▶ _Records contained in a dataset_:

'''

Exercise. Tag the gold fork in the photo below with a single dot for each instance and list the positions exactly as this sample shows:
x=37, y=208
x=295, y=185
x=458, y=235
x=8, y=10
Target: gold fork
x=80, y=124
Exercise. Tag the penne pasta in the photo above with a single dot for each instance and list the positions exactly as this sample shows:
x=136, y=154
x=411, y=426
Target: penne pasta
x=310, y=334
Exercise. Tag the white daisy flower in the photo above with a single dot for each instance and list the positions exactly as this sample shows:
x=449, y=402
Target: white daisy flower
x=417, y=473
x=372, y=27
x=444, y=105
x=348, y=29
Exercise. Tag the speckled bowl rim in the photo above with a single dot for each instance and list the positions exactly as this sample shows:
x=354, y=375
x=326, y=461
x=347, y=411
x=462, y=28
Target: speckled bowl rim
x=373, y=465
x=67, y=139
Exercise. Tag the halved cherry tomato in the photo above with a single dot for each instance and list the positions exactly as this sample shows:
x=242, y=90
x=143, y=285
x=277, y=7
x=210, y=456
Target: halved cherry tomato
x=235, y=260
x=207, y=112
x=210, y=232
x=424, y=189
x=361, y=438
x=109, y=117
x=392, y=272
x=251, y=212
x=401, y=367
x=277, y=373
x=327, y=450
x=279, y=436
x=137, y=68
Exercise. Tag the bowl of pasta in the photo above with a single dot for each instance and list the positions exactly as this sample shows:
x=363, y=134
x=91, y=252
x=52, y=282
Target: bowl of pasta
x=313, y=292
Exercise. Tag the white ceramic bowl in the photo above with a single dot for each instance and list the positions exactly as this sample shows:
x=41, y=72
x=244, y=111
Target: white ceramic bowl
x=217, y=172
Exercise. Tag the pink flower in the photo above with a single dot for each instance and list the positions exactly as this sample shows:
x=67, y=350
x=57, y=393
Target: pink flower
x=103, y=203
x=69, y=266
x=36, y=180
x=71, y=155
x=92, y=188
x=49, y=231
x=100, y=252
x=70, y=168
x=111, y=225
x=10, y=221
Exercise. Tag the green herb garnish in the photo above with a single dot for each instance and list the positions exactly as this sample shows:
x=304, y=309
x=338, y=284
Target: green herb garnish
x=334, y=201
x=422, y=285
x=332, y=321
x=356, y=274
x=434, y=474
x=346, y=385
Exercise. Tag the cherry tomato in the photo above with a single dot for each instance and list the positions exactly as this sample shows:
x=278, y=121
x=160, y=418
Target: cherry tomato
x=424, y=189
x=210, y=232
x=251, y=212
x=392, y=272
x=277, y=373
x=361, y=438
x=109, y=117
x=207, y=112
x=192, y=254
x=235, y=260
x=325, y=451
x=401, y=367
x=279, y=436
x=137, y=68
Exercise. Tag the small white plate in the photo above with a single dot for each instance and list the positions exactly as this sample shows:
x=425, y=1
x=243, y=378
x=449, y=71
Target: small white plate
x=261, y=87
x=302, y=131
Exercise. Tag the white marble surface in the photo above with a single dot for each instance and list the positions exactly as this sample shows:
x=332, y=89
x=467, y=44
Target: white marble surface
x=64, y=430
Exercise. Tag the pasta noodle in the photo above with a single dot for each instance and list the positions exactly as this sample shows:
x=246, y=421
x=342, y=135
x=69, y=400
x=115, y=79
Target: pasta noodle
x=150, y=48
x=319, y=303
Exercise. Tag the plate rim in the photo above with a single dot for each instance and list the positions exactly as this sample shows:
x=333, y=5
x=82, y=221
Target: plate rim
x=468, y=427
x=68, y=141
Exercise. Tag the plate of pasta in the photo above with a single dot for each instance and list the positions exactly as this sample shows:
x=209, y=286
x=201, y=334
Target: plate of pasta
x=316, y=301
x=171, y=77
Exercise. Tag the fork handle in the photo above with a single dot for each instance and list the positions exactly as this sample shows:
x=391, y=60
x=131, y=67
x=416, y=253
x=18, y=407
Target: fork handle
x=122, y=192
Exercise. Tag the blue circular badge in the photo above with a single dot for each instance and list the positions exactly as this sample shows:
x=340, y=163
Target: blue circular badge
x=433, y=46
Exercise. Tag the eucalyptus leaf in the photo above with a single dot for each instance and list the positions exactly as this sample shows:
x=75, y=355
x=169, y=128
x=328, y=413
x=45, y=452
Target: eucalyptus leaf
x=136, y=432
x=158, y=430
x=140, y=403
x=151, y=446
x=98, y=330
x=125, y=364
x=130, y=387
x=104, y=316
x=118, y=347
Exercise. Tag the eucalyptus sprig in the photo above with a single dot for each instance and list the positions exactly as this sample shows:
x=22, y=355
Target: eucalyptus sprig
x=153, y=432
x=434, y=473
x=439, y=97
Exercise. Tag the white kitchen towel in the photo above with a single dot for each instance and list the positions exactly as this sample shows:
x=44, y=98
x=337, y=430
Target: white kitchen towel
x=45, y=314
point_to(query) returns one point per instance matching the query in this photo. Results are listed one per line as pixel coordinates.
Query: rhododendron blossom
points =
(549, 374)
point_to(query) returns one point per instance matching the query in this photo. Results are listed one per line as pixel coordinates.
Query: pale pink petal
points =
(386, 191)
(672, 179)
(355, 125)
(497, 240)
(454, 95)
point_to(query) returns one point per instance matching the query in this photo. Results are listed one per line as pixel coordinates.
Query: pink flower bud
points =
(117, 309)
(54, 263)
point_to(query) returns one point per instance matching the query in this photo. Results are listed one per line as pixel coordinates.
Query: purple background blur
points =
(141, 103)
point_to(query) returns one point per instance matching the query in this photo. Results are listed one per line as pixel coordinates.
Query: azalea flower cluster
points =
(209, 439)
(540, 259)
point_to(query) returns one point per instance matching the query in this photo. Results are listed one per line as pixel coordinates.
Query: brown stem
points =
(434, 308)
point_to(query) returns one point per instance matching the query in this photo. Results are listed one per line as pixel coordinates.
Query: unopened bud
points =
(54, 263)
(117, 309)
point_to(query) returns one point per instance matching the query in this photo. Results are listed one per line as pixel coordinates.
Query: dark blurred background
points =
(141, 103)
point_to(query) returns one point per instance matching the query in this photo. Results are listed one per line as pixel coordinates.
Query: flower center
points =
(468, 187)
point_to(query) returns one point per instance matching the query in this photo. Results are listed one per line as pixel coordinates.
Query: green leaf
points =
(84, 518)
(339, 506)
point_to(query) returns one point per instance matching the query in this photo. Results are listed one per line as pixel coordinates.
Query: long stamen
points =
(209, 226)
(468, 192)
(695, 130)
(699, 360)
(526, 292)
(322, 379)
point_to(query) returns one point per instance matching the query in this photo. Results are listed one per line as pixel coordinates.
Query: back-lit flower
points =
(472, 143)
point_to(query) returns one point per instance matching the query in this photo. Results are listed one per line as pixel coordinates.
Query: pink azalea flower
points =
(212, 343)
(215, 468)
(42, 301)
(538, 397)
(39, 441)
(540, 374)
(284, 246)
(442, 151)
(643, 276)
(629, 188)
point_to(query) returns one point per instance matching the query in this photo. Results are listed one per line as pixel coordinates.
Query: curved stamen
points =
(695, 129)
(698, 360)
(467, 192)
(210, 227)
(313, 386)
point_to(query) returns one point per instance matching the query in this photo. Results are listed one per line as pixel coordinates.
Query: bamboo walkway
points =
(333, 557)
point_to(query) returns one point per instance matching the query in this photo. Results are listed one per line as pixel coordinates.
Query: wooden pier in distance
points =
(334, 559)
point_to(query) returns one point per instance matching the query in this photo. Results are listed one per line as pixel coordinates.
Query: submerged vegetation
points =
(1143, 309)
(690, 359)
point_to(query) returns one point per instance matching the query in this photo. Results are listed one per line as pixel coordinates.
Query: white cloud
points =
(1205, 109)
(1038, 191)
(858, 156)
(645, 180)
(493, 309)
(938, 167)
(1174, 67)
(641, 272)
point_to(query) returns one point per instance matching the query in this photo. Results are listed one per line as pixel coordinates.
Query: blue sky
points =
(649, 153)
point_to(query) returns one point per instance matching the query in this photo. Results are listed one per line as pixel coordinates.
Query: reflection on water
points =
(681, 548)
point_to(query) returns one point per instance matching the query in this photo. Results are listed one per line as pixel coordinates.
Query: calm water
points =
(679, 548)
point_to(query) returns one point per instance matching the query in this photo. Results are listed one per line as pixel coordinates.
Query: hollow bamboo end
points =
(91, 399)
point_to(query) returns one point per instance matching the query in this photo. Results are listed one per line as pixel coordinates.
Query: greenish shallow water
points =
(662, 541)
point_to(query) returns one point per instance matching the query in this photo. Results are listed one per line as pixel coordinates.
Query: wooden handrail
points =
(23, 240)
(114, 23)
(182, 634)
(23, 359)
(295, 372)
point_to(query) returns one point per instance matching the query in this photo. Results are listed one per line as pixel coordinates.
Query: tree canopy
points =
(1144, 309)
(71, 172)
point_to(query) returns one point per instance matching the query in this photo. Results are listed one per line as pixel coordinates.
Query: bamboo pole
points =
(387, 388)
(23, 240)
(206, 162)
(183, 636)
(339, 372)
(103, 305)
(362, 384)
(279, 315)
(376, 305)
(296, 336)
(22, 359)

'''

▶ _Exercise_: Within the data, tally each line containing the string "wooden". Answer with the number by itself.

▶ _Task solution_: 2